• PAGE EXCERPT:
/---

Slashdot Mirror


User: bytestorm

bytestorm's activity in the archive.

Stories
0
Comments
128
First seen
Last seen
Profile
(view on slashdot.org)

Comments · 128

  1. Re:Here come the Samsung fanboys... on NVIDIA Sues Qualcomm and Samsung Seeking To Ban Import of Samsung Phones · · Score: 1

    I'm specifically referencing exhaustion/first sale doctrine. I believe that should apply, but as you pointed out, I could be wrong.

  2. Re:Last Gasp of a Dying Man on NVIDIA Sues Qualcomm and Samsung Seeking To Ban Import of Samsung Phones · · Score: 1

    Just curious, has anyone done a gpu power/performance comparison of Imagination Technology's powervr and Nvidia's tegra platforms recently? I don't know that they would clean up by licensing their IP out; it seems to me Nvidia stuff has always been more performance focused than power conscious which is something that is extremely hard to sell in the mobile segment.

\---

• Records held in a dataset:
/---

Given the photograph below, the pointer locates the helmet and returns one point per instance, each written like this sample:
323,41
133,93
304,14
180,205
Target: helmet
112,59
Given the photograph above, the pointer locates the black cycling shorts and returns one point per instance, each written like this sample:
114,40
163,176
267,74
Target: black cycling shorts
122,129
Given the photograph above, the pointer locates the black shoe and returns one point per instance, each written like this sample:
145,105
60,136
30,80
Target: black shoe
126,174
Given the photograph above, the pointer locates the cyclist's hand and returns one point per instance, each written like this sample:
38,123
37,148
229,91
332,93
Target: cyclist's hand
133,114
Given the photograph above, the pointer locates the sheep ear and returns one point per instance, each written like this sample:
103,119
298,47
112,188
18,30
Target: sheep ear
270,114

\---

• PROBLEMS:
1. According to the Slashdot Mirror page, how many comments has bytestorm posted?
2. From the Slashdot Mirror page, quote everything from "Comments · 128" down to "the mobile segment.".

• RESULTS BY TASK:
1. 128

2.
Comments · 128

  1. Re:Here come the Samsung fanboys... on NVIDIA Sues Qualcomm and Samsung Seeking To Ban Import of Samsung Phones · · Score: 1

    I'm specifically referencing exhaustion/first sale doctrine. I believe that should apply, but as you pointed out, I could be wrong.

  2. Re:Last Gasp of a Dying Man on NVIDIA Sues Qualcomm and Samsung Seeking To Ban Import of Samsung Phones · · Score: 1

    Just curious, has anyone done a gpu power/performance comparison of Imagination Technology's powervr and Nvidia's tegra platforms recently? I don't know that they would clean up by licensing their IP out; it seems to me Nvidia stuff has always been more performance focused than power conscious which is something that is extremely hard to sell in the mobile segment.